Data:
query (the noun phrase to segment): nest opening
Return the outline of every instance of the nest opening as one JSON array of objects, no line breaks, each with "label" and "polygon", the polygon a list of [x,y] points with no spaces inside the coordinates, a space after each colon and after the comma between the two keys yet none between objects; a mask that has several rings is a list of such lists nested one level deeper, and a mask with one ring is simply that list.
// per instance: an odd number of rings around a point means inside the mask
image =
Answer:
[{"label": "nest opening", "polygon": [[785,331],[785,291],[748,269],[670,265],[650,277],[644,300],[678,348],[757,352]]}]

Action item: The lines to copy run from the first line of the entries to the line containing "Return the outline"; copy them exactly and output nothing else.

Answer space:
query (the noun phrase to segment): nest opening
Return the outline of every instance of the nest opening as one JSON array of objects, no line breaks, each with "label" and "polygon", the polygon a list of [x,y] points with no spaces inside the coordinates, a space after each colon and after the comma between the two keys yet none between objects; a mask that has several rings is a list of such lists nested one level deeper, and a mask with one ring is simply that list.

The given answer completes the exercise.